Count the lines in the entries below that contain the string "feather", treating uppercase and lowercase letters as different, and reply with only that number.

◆ **Records to use**
....................

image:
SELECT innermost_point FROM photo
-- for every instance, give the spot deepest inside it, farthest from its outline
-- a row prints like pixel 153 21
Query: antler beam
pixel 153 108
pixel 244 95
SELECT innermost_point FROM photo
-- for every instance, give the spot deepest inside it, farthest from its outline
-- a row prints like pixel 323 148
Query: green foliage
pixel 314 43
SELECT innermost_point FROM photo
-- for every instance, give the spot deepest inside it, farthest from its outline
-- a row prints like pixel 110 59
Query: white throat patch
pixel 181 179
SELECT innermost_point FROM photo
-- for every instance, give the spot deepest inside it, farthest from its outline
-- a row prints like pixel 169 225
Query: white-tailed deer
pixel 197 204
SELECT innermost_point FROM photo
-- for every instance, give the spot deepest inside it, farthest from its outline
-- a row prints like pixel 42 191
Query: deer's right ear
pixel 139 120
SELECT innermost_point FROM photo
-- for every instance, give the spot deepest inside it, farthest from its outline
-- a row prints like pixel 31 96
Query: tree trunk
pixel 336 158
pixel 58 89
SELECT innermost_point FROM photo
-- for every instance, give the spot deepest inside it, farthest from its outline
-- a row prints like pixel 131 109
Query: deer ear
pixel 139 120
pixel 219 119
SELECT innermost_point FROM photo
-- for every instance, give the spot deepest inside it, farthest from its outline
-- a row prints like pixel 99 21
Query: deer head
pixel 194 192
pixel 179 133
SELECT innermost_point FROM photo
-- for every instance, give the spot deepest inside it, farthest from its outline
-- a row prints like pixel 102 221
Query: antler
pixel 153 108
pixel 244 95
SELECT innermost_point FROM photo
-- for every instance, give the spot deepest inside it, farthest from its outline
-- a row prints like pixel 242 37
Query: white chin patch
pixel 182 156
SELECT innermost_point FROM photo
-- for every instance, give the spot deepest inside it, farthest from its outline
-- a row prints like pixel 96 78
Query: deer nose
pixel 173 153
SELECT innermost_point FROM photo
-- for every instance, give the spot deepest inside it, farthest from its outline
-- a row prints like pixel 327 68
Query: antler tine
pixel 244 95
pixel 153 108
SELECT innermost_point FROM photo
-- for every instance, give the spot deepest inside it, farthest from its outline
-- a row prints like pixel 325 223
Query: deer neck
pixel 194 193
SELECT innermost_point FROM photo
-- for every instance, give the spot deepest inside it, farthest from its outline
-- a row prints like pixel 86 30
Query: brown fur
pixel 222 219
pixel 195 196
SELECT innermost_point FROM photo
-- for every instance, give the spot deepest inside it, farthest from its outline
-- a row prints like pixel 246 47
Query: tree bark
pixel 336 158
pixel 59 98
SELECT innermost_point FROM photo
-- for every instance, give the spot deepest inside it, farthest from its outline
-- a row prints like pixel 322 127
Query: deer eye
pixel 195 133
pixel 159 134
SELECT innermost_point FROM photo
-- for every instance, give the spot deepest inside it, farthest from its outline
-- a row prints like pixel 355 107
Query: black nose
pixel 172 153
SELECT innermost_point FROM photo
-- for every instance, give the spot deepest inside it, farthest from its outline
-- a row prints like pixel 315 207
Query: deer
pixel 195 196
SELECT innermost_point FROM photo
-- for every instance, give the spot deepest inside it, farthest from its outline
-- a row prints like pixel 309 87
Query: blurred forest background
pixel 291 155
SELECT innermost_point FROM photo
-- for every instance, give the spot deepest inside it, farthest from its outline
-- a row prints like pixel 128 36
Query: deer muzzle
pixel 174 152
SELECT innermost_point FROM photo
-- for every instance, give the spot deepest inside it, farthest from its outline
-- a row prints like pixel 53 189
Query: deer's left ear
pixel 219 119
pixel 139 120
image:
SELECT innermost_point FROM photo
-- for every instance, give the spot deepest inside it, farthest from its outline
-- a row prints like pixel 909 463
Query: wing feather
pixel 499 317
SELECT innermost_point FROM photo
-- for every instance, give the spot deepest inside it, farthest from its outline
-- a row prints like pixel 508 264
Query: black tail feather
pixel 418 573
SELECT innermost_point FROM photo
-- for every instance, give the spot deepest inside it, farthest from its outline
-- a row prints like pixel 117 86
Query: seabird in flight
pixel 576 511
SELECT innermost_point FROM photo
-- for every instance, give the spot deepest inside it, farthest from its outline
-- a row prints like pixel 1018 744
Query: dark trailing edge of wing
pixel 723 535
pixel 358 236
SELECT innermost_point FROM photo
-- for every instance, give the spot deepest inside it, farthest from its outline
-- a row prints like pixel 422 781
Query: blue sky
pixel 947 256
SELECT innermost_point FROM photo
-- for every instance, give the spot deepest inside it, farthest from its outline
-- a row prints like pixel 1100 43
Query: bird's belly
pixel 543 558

....................

◆ **Task output**
2